> _Consignes des exercices_
• 1. Recopiez tel quel le passage de l'article sur le présentéisme qui commence par les mots contenant « Aujourd’hui, le présentéisme » et se termine par « jour de maladie. ».
• 2. D'après l'article sur le présentéisme, les affirmations suivantes sont-elles vraies ? Répondez par oui ou par non, puis citez tels quels les mots du texte qui le montrent. (a) Selon l'enquête de Mensura, plus de la moitié des Belges continuent à travailler quand ils sont malades. (b) Les jours de présentéisme sont enregistrés administrativement, comme les absences pour maladie. (c) Le gouvernement Arizona veut exiger un certificat médical dès le premier jour de maladie.

***** Texte fourni *****

Aujourd’hui, le présentéisme – le fait de continuer à travailler malgré la maladie – semble plus répandu que jamais. Une situation qui risque de s’empirer avec la réintroduction par le gouvernement Arizona du certificat médical pour un jour de maladie.
Dominic Zehnder
Se rendre au bureau avec un état grippal ou travailler à la chaîne malgré une migraine: pas moins de 75% des Belges avouent continuer à travailler quand ils sont malades. C’est ce que révèle une enquête du service de prévention Mensura. Une étude récente de l’assureur NN Insurance confirme ces chiffres. Parmi les principales raisons invoquées par les travailleurs: le souci de faire bonne impression, la crainte du supérieur hiérarchique, ou encore la volonté de ne pas pénaliser les collègues. «Les chiffres peuvent varier selon la méthodologie de l’étude et la manière dont les questions sont formulées, explique Maarten Hermans, expert bien-être au travail à la CSC. Il s’agit en effet d’un recensement individuel, puisque ces jours de présentéisme ne sont pas enregistrés administrativement, contrairement aux absences pour maladie. L’ampleur du phénomène est donc sous-estimée depuis des années.»
Pourtant, le présentéisme est un véritable fléau, souligne l’expert. «Continuer à travailler même si l’on est malade augmente le risque de troubles mentaux ou de maladies de longue durée. Dans certains cas, le présentéisme peut même pousser les travailleurs à quitter prématurément le marché du travail.»
La décision du gouvernement Arizona de durcir les règles et d’exiger à nouveau un certificat médical dès le premier jour de maladie risque, selon Maarten Hermans, d’empirer la situation. «La réintroduction du certificat médical pour un jour de maladie pourrait entraîner une baisse des chiffres d’absentéisme enregistrés, non pas parce les gens sont en meilleure santé mais parce qu’un plus grand nombre d’entre eux viendront malades au travail. Avec toutes les conséquences qui en découlent, comme l’impact négatif sur la santé des collègues et l’augmentation du risque de maladies de longue durée. Ainsi, à cause d’un certificat médical, le nouveau gouvernement sabote directement sa propre politique de prévention de l’absentéisme pour cause de maladie», explique-t-il.

***** Documents fournis *****

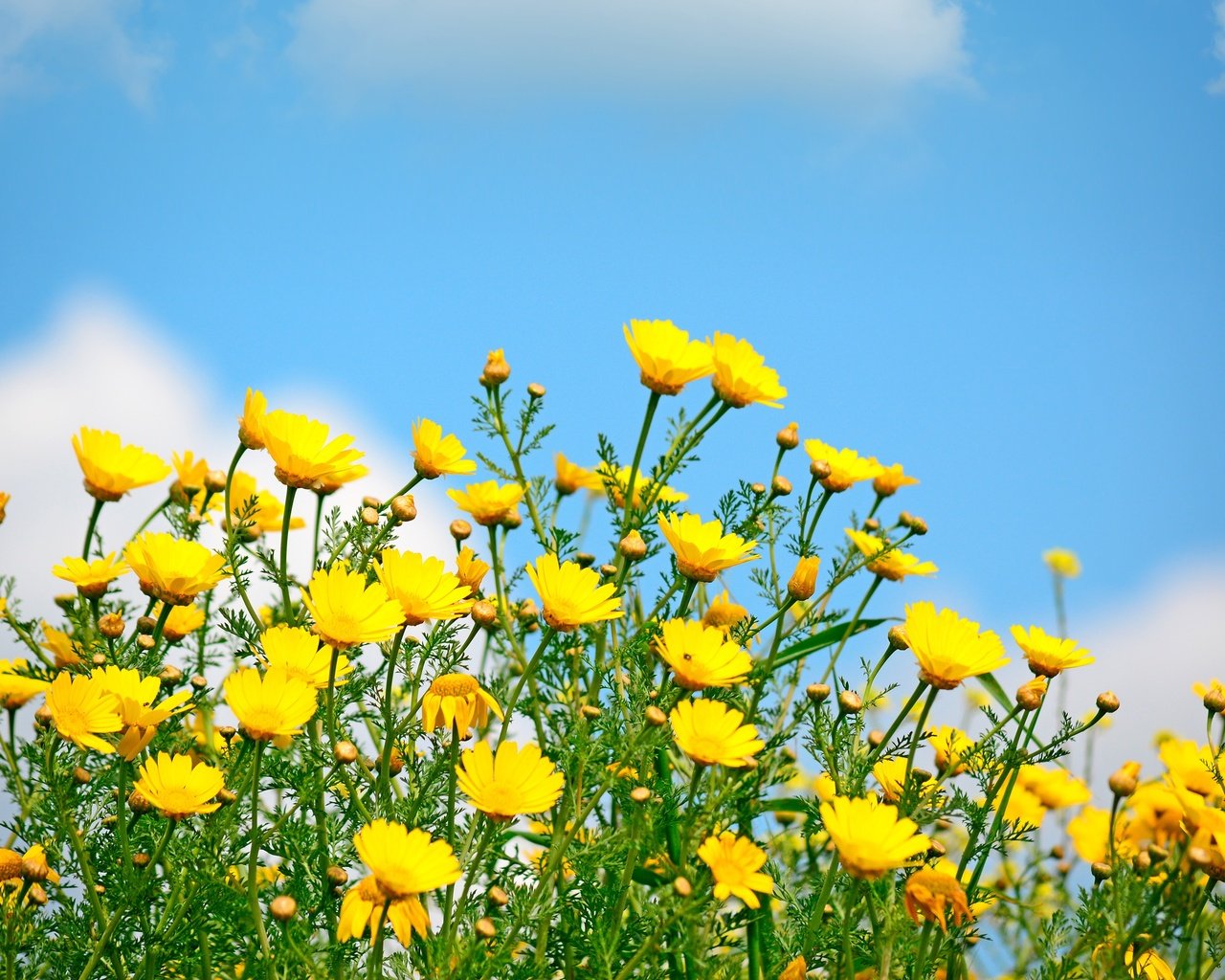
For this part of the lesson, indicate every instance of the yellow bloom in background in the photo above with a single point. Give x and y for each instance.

*****

> _Corrigé des exercices_
• 1.
Aujourd’hui, le présentéisme – le fait de continuer à travailler malgré la maladie – semble plus répandu que jamais. Une situation qui risque de s’empirer avec la réintroduction par le gouvernement Arizona du certificat médical pour un jour de maladie.

• 2.
(a) Oui : « pas moins de 75% des Belges avouent continuer à travailler quand ils sont malades ».
(b) Non : « ces jours de présentéisme ne sont pas enregistrés administrativement, contrairement aux absences pour maladie ».
(c) Oui : « exiger à nouveau un certificat médical dès le premier jour de maladie ».